- TASK PROMPT
Copy the listing word for word, starting at the line that contains "Please examine the photo and determine if any player's hand" and ending after the line that contains "left=103, top=107, right=122, bottom=122".

————————

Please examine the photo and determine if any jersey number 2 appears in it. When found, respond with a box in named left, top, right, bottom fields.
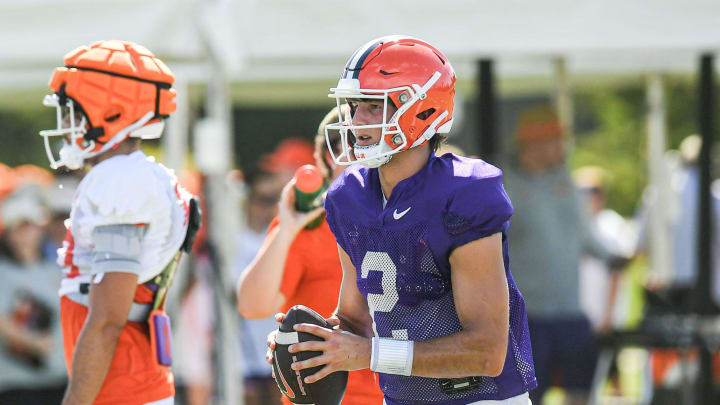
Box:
left=360, top=252, right=408, bottom=340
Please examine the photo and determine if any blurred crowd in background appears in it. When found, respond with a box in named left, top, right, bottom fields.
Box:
left=0, top=98, right=720, bottom=405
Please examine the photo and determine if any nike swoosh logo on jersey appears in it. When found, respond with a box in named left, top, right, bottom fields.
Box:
left=393, top=207, right=412, bottom=219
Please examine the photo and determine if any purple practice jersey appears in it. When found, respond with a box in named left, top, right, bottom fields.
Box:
left=325, top=153, right=537, bottom=405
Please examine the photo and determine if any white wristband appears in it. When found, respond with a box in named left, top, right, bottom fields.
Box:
left=370, top=337, right=414, bottom=376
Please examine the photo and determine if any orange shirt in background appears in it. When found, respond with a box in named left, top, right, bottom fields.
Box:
left=268, top=218, right=383, bottom=405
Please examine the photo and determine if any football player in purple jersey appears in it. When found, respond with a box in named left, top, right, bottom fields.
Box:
left=269, top=36, right=537, bottom=405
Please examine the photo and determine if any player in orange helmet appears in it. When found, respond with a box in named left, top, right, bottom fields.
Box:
left=268, top=35, right=537, bottom=405
left=40, top=41, right=199, bottom=405
left=237, top=108, right=382, bottom=405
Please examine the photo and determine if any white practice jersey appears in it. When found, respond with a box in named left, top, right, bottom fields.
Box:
left=58, top=151, right=192, bottom=295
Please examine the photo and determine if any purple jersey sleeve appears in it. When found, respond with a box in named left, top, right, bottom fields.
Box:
left=443, top=159, right=513, bottom=251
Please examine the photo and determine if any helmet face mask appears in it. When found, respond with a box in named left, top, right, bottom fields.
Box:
left=325, top=36, right=455, bottom=167
left=40, top=94, right=95, bottom=170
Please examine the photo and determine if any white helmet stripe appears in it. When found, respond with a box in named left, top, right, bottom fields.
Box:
left=343, top=38, right=384, bottom=79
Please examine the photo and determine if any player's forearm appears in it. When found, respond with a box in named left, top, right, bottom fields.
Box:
left=237, top=228, right=294, bottom=319
left=412, top=329, right=508, bottom=378
left=63, top=324, right=122, bottom=405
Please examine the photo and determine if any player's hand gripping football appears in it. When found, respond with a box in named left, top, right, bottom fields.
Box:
left=278, top=179, right=324, bottom=237
left=265, top=313, right=372, bottom=384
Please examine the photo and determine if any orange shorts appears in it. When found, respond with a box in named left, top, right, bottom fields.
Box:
left=60, top=297, right=175, bottom=405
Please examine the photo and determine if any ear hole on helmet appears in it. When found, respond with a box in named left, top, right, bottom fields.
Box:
left=416, top=107, right=435, bottom=121
left=103, top=107, right=122, bottom=122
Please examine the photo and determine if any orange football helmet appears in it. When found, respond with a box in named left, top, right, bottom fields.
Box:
left=40, top=41, right=176, bottom=169
left=325, top=35, right=455, bottom=167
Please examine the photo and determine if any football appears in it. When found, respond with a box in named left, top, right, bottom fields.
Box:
left=273, top=305, right=348, bottom=405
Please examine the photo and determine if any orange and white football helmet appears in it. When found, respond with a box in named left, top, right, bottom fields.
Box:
left=40, top=41, right=176, bottom=170
left=325, top=35, right=455, bottom=167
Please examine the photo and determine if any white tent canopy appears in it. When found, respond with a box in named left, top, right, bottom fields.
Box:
left=0, top=0, right=720, bottom=87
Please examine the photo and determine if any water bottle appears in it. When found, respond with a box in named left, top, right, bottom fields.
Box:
left=295, top=165, right=325, bottom=229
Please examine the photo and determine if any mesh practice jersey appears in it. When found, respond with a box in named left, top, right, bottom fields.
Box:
left=325, top=154, right=537, bottom=405
left=58, top=151, right=192, bottom=295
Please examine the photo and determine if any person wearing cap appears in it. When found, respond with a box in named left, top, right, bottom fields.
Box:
left=0, top=186, right=67, bottom=405
left=505, top=106, right=620, bottom=404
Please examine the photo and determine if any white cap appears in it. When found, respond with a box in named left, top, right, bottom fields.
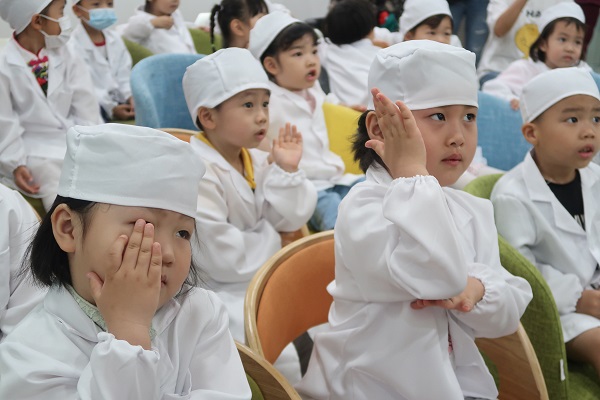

————————

- EXERCISE RESPONSE
Please examine the photo and determine if any player's hand gripping football appears in it. When found, respond with a box in named left, top, right, bottom fields.
Box:
left=278, top=179, right=324, bottom=237
left=265, top=313, right=372, bottom=384
Please examine the photo and determine if any orange shorts appears in it. When found, respond with a box in named left, top, right, bottom fields.
Box:
left=60, top=297, right=175, bottom=405
Please examine the photo and determine if any ear hole on helmet appears in it. When found, respond with a box in named left, top, right, bottom fields.
Box:
left=416, top=107, right=435, bottom=121
left=103, top=107, right=122, bottom=122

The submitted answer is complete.